Saved entries
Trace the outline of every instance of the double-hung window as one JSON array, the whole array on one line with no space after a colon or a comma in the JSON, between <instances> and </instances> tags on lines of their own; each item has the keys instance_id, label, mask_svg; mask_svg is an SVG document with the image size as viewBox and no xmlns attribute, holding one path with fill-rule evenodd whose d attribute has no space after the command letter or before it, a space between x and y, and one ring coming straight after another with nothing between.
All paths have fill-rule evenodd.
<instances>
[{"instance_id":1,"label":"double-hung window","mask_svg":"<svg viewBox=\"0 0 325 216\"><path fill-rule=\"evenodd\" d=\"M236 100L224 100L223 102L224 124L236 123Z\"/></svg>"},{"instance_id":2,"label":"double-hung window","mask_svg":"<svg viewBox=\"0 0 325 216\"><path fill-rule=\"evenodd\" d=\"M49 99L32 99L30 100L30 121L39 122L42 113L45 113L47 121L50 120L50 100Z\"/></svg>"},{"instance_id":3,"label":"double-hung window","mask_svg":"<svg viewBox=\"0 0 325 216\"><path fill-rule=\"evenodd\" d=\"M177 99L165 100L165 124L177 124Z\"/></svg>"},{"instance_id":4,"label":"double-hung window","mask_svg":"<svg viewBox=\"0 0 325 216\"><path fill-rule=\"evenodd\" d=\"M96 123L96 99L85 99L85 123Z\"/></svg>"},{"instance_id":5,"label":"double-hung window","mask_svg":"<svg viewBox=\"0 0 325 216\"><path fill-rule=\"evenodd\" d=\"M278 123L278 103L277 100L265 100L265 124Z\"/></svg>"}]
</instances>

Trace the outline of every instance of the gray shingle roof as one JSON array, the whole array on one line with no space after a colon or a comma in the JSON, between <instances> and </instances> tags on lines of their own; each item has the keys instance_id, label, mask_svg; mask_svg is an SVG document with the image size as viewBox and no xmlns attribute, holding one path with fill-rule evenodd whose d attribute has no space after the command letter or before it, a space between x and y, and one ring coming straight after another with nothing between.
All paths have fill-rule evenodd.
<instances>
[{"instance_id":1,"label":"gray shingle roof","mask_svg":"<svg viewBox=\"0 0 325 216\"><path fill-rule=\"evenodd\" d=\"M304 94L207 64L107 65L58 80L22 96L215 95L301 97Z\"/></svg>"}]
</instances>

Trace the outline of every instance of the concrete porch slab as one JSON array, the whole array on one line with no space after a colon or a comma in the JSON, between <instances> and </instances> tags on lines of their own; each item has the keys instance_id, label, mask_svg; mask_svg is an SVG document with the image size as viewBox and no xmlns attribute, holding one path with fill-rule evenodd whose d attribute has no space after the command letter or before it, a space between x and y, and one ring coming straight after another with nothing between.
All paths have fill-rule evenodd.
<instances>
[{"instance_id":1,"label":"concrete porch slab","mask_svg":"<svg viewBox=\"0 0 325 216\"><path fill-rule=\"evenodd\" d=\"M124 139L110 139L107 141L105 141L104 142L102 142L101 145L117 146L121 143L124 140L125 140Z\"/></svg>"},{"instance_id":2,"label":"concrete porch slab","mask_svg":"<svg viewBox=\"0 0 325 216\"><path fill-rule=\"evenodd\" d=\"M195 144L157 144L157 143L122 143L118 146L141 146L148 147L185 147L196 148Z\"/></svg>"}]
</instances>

Problem requirements
Reproduce every line word for word, from the line containing "Trace the outline of every instance of the concrete" down to the final line of the saved entries.

Result
Trace the outline of every instance of the concrete porch slab as one JSON array, the whole array on one line with no space after a colon or a comma in the JSON, between <instances> and </instances> tags on lines of their own; each item has the keys instance_id, label, mask_svg; mask_svg is an SVG document with the image size as viewBox and no xmlns attribute, holding one path with fill-rule evenodd whose d attribute has no space after the command letter or before it, a space between x and y, and one ring coming straight after another with nothing between.
All paths have fill-rule evenodd.
<instances>
[{"instance_id":1,"label":"concrete porch slab","mask_svg":"<svg viewBox=\"0 0 325 216\"><path fill-rule=\"evenodd\" d=\"M124 139L110 139L107 141L105 141L104 142L102 142L101 145L117 146L121 143L124 140L125 140Z\"/></svg>"},{"instance_id":2,"label":"concrete porch slab","mask_svg":"<svg viewBox=\"0 0 325 216\"><path fill-rule=\"evenodd\" d=\"M195 144L157 144L157 143L122 143L118 146L141 146L148 147L185 147L196 148Z\"/></svg>"}]
</instances>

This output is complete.